#### AIM A
According to the SPOT tuning passage below, why should opts$GRAPHDEV be set to "non" and opts$GD.RESTART to F?

#### SOURCE PASSAGE

* BEGIN *

CUTOFF1 0.1 0.80 FLOAT

CLASSWT2 5 15 FLOAT

XPERC 0.90 1.00 FLOAT

 

The three parameter CUTOFF1, CLASSWT2 and XPERC are tuned within the borders specified by sonar_01.roi. Usually you should set opts$GRAPHDEV=”non” and opts$GD.RESTART=F to avoid any graphic output and any graphics device closing from main_sonar.r, so that you get only the graphics made by SPOT. 

After this preparation, the SPOT tuning is started with  demo/demo02sonar.r:

 

path <- paste(.find.package("TDMR"), "demo02sonar",sep="/");

oldwd <- getwd();

setwd(path);

tdm=tdmDefaultsFill(mainFile="main_sonar.r");
tdmMapDesSpot$load(tdm);

 

source("sonar_01.apd");      # read in opts-settings

source(tdm$mainFile);

spotUserConfig = list(tdm=tdm,spot.fileMode=F, opts=opts);

spotConfig = spot("sonar_01.conf","auto",spotConfig=spotUserConfig);

 

It will generate the usual SPOT result files (see SPOT manual [Bart10e])

-          sonar_01.res

-          sonar_01.bst

The tuning will stop after 16 sequential steps with the configuration CONFIG=58, because the budget of auto.loop.nevals=100 evaluations is exhausted. The best solution can be seen from the last line of sonar_01.bst (or alternatively from the printout of spotConfig$alg.currentBest).

With

 

  spot(“sonar_01.conf”,”rep”);

 

Figure 3: Sensitivity plot. Each ROI [low,high] is mapped to the normalized ROI [-1,1] on the abscissa.the results from a prior tuning run producing sonar_01.res are read in again and a report including a sensitivity plot (see Figure 3) is made.

The sensitivity plot shows the response of the metamodel in the vicinity of the best solution. Consider for example the black line (CUTOFF1) in Figure 3: This line is produced by fixing the other parameters (CLASSWT2, XPERC) at their best-solution values (green and red dot) and varying CUTOFF1 within its ROI-interval [0.10, 0.80], which is mapped to the normalized abscissa [-1.0, 1.0] in the plot. The black line is the response of the metamodel. The best-solution value of CUTOFF1 is the black dot. The steep valley of the black line around the black dot shows that the metamodel is quite sensitive to CUTOFF1.

* END *

#### AIM B
How many lines in the records below contain the string "cone"? Case counts, and the reply should be the number alone.

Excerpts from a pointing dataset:
* BEGIN *

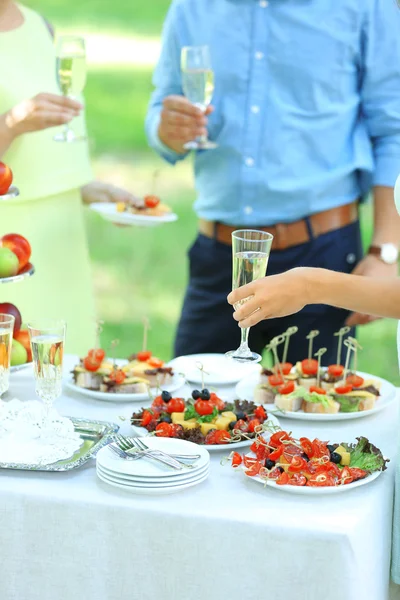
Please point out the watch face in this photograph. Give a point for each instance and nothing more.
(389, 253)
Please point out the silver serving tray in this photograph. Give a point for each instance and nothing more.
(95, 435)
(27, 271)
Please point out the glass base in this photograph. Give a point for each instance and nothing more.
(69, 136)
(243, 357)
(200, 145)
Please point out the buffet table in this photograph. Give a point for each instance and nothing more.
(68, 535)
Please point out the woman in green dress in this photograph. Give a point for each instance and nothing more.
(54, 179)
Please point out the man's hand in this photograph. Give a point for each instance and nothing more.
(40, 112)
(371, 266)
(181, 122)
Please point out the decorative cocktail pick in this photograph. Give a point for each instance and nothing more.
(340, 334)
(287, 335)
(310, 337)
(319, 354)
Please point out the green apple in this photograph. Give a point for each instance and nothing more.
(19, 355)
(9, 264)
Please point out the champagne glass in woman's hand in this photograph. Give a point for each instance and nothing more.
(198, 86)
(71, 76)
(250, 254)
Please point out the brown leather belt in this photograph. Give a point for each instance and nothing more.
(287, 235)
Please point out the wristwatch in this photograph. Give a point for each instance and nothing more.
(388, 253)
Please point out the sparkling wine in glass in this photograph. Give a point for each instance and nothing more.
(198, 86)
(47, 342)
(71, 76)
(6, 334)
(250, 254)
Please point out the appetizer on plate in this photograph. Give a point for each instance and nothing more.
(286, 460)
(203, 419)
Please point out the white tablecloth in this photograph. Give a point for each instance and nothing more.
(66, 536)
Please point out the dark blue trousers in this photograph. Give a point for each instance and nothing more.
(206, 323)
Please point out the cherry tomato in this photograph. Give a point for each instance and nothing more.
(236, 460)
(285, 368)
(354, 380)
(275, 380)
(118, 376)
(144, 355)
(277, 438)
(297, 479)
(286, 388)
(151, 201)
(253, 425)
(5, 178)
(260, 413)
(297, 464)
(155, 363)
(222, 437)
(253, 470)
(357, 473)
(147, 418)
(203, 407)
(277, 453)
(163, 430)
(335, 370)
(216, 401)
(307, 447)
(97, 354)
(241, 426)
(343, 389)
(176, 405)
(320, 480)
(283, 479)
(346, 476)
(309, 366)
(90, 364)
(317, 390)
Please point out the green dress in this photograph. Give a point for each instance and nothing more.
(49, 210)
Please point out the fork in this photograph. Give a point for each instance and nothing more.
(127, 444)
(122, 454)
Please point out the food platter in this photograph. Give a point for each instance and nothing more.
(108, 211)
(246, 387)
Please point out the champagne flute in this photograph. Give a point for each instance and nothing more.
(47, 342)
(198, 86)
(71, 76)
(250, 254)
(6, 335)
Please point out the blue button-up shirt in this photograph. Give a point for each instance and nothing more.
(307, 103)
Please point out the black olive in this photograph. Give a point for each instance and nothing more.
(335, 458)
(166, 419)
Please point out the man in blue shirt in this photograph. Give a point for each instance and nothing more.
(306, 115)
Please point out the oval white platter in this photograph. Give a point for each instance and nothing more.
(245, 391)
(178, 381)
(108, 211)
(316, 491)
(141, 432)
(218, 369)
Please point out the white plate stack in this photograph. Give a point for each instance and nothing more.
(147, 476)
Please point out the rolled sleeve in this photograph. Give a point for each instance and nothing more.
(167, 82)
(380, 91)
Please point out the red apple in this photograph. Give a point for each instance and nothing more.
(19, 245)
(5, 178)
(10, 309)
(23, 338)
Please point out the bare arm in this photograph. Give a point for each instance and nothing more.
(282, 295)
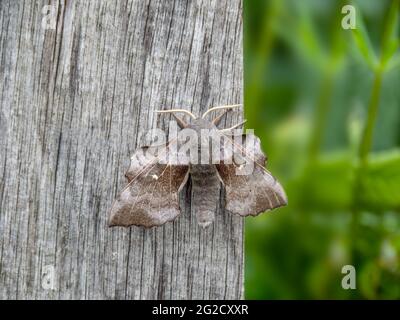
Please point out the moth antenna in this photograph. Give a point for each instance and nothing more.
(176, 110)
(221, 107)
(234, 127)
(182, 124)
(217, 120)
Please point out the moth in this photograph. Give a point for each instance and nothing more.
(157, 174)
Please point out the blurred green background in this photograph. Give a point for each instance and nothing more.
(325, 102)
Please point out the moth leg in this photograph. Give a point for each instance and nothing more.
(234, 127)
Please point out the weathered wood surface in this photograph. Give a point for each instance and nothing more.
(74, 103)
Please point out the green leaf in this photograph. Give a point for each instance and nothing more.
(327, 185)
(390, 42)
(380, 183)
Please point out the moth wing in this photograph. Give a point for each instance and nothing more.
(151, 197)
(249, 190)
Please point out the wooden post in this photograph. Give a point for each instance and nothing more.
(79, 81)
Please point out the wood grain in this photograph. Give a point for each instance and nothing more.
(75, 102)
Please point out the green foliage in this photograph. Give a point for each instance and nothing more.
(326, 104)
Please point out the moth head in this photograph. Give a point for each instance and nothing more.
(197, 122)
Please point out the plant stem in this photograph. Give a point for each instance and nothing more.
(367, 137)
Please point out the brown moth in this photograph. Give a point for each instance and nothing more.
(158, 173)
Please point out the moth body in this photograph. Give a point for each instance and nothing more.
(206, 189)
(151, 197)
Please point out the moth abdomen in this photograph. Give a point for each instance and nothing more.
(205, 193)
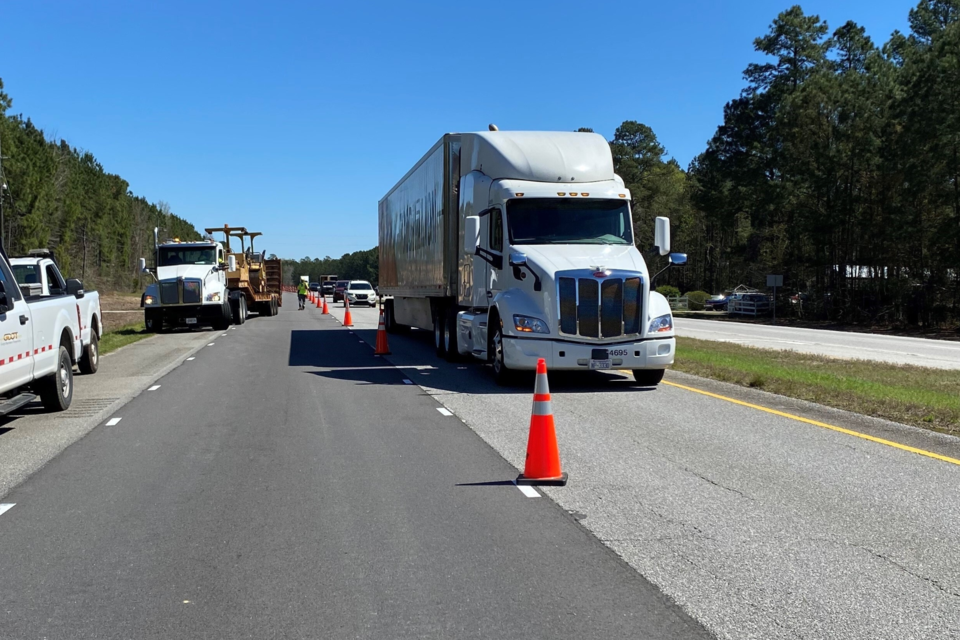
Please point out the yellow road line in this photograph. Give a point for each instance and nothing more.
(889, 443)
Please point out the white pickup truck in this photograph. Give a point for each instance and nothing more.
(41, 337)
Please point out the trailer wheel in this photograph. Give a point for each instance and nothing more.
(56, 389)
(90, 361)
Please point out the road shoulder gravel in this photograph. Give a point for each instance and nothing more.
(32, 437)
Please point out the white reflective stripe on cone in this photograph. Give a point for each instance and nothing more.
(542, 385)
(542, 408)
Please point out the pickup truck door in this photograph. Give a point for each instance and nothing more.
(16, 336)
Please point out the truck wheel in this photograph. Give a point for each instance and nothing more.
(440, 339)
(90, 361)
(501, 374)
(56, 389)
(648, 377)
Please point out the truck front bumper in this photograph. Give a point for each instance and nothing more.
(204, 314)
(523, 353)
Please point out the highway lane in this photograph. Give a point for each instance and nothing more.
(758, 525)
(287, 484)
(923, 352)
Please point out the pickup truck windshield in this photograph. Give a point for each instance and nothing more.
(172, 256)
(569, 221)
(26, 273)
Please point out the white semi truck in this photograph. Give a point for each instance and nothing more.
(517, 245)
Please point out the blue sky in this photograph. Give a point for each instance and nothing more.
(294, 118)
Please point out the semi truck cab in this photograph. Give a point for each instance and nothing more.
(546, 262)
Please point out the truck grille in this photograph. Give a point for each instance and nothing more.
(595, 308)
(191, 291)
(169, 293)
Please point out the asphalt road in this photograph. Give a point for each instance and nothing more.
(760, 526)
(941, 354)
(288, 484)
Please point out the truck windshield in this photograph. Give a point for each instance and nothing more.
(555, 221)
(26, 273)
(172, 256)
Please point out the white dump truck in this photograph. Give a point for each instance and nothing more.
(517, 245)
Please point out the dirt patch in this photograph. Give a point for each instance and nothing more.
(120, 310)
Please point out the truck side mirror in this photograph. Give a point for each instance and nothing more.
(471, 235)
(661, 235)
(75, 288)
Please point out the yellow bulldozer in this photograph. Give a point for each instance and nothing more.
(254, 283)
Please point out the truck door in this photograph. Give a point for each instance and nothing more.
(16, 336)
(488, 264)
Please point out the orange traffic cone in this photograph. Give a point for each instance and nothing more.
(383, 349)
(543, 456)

* END *

#### FULL SOLUTION A
These settings prevent any graphic output and any closing of graphics devices from main_sonar.r. As a result, the only graphics produced are those made by SPOT.

#### FULL SOLUTION B
2